Problem to work on:
Print all of the rows below word for word, leaving out the pictures.

※

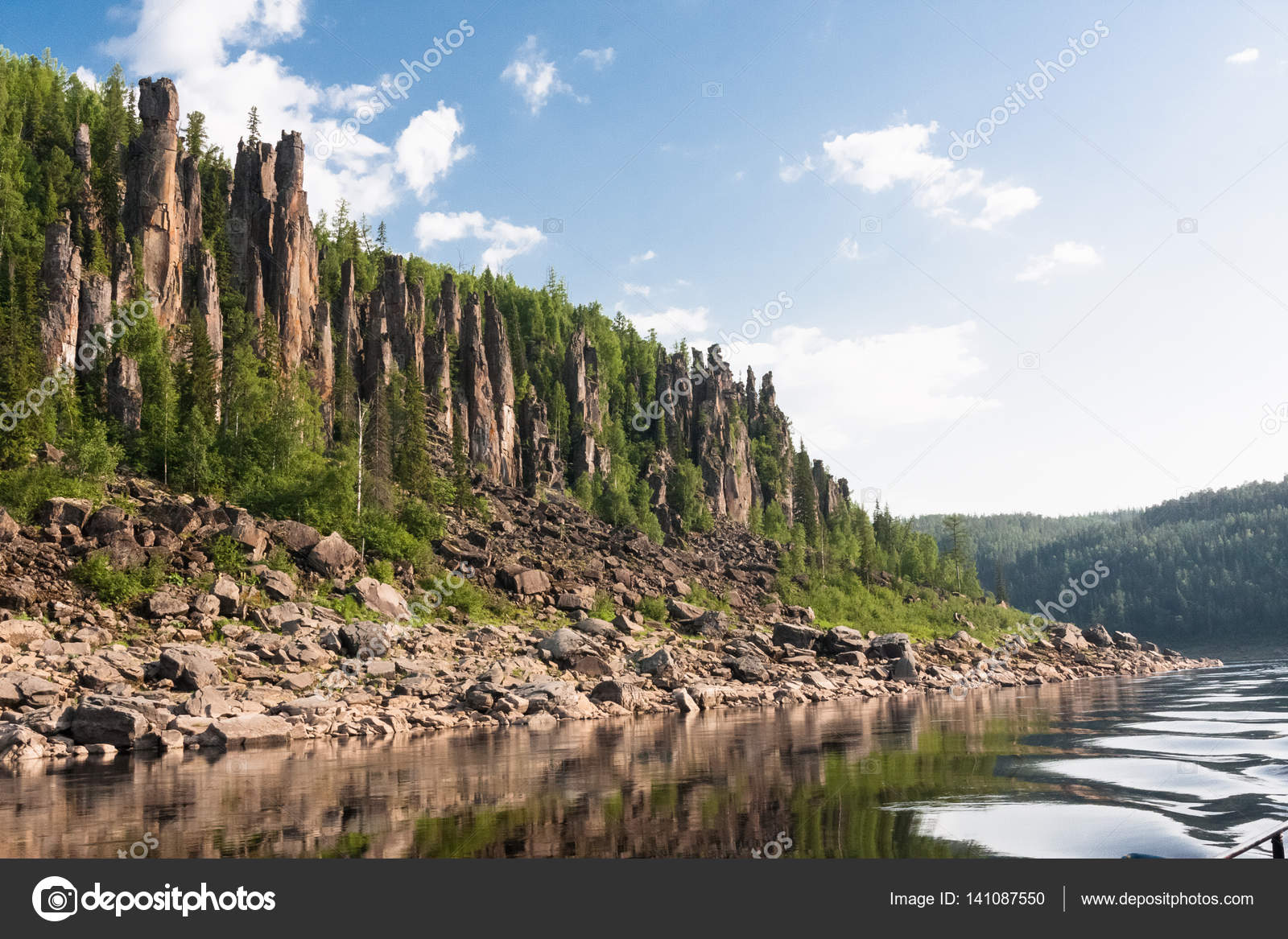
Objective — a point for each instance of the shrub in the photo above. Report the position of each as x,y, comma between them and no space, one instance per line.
227,554
652,608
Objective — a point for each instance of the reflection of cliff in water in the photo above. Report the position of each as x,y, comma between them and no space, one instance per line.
714,785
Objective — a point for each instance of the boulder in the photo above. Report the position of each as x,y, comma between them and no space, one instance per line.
279,585
64,512
564,645
523,580
631,697
165,603
188,666
8,527
246,731
175,517
577,598
229,593
890,645
19,632
1127,642
1099,636
334,557
382,598
840,639
296,536
792,634
658,665
114,723
750,669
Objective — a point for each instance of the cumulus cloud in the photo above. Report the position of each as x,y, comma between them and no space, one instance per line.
216,55
599,58
673,323
907,377
427,148
1064,254
536,77
506,240
879,160
790,171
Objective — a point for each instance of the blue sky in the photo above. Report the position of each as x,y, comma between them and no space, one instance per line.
1030,327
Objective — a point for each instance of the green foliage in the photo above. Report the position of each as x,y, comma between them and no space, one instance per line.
118,587
227,554
605,607
652,608
23,490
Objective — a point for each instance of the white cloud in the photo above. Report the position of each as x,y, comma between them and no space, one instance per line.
905,377
1064,254
506,240
599,58
427,148
791,171
877,160
536,77
214,53
674,323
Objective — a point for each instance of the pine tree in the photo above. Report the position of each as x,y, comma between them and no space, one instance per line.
253,126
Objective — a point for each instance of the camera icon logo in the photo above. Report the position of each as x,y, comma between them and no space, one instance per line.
55,900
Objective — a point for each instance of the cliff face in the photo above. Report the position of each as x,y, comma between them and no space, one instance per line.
461,353
163,199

※

Solution to this task:
Objective — a point for each instance of the shrub in the photo above. Report the position of each as x,y, comma between them and no space, one instance per line.
227,554
652,608
Objective — a point for each instance of the reflection of cliff in water in the photo above. Report the position of each as x,y, comma between them and no space, one instance per line.
714,785
Objective — a point for each instance of the boulder in the photo above. Report the position of each as x,y, comma between them and no space, one instance per line.
279,585
64,512
564,645
523,580
631,697
165,603
188,666
8,527
246,731
175,517
577,598
229,593
890,645
19,632
1127,642
1099,636
334,557
382,598
840,639
296,536
792,634
658,665
114,723
750,669
Objective — a point for each instance of the cumulus cloud in the photo above. Report the position of each as x,y, comma between them and no space, one instance per line.
216,55
599,58
673,323
907,377
427,148
1064,254
536,77
506,240
879,160
790,171
Objective — a point for each instance of the blue sky in the photo above. Report the position of each as x,y, comma between them and no space, one instance per line.
1030,327
Objective — a point for each instance of the green foliage in the photo above. Report the position of each as x,y, comma between them and no space, one instance per line.
118,587
227,554
605,607
652,608
23,490
Objective — a point for each instance of the white cloud in the photo above. Report the position of each as x,y, comma between them and no space, one instance per line.
905,377
1064,254
506,240
599,58
427,148
791,171
877,160
536,77
214,53
674,323
Objective — a point for each instance of the pine tree in the photo above. Report the position of each as x,y, comma between them and no space, one instance per line.
253,126
Objective — a point for each instance of the camera icon logo in the photo above. Report the position of each as x,y, comma between them and no space, one instance per line.
55,900
Objective — a point for each instance of the cliff face in the photo above. Report the position of each as x,y, comma between them and no space, one instance per line.
461,353
163,199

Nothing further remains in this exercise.